* [PROVIDED RECORDS]:
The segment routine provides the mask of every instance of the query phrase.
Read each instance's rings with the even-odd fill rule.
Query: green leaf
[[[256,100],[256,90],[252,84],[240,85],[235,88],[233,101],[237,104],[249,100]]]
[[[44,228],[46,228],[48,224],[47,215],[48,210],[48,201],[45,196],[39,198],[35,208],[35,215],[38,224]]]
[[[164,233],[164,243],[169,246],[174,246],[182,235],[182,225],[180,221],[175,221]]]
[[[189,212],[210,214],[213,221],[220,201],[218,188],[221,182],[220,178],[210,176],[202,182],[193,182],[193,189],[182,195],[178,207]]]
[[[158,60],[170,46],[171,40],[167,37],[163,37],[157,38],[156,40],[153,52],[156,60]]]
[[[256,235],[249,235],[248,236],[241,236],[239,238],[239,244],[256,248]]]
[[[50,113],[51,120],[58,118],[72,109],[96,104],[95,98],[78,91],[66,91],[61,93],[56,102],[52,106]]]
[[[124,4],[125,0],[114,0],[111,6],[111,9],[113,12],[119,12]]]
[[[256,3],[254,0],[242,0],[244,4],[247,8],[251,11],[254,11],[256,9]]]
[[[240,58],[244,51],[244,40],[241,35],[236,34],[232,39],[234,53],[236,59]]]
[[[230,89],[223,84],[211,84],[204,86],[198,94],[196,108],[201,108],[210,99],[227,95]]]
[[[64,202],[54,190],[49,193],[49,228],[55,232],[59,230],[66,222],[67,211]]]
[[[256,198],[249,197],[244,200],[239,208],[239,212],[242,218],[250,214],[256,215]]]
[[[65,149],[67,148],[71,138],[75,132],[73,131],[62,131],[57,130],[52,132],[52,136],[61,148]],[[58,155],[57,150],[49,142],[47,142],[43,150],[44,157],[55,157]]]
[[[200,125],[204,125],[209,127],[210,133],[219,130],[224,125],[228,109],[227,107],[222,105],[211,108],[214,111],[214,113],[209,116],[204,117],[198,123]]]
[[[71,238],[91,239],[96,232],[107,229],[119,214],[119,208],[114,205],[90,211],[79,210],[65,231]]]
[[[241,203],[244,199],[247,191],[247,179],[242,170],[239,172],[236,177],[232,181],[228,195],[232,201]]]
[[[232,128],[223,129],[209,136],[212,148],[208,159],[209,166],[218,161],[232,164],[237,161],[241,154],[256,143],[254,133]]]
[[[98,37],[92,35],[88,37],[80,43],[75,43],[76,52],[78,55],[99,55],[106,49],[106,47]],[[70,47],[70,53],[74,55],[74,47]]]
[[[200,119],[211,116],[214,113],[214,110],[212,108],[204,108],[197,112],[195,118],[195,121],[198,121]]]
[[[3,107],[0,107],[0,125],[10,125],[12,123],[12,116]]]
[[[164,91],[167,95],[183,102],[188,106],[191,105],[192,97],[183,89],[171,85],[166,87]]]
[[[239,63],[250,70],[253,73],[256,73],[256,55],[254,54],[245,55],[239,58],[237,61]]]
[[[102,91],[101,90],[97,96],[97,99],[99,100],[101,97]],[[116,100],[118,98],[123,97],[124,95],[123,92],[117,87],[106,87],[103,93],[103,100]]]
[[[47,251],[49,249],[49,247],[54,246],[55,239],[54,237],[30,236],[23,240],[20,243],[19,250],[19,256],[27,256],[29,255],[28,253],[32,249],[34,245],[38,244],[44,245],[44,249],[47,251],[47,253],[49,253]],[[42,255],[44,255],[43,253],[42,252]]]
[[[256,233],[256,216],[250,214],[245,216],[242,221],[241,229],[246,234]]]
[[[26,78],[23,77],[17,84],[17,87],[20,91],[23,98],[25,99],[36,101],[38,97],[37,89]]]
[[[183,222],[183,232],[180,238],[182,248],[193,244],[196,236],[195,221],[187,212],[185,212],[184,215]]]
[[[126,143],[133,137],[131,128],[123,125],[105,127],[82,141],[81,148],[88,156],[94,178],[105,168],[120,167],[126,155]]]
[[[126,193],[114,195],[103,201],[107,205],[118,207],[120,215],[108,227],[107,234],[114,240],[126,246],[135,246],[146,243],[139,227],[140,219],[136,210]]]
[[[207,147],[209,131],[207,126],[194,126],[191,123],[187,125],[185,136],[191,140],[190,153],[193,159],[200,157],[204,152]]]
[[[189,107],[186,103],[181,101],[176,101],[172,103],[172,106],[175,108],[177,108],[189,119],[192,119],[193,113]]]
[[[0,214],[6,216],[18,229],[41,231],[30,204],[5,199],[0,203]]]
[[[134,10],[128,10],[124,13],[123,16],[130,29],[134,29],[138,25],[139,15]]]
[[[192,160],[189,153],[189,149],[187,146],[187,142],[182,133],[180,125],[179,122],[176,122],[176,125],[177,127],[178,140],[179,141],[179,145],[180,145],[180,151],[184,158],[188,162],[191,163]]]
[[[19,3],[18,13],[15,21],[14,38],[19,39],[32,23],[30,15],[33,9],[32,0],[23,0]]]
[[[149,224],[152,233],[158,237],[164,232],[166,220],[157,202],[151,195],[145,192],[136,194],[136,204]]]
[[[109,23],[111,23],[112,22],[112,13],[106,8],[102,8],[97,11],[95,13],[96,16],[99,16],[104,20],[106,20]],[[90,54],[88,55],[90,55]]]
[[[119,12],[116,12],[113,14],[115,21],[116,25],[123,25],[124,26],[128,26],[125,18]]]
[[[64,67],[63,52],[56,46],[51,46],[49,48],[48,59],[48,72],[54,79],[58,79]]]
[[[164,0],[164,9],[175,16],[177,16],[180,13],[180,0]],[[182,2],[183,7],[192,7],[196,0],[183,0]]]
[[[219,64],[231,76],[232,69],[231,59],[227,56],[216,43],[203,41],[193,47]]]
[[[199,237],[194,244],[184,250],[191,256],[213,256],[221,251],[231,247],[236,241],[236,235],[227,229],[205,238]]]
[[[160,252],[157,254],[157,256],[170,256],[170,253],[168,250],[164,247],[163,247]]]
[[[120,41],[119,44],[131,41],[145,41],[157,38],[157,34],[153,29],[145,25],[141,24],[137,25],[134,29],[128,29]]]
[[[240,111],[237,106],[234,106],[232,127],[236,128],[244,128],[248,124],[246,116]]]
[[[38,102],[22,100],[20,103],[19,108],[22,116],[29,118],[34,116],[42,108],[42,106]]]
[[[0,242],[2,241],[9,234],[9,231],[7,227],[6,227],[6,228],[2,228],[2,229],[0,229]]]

* [BRIEF]:
Tally the lines in the entries above that contain the string "instance", with uppercase and lowercase letters treated as distinct. Reply with the count alone.

* [REPLY]:
2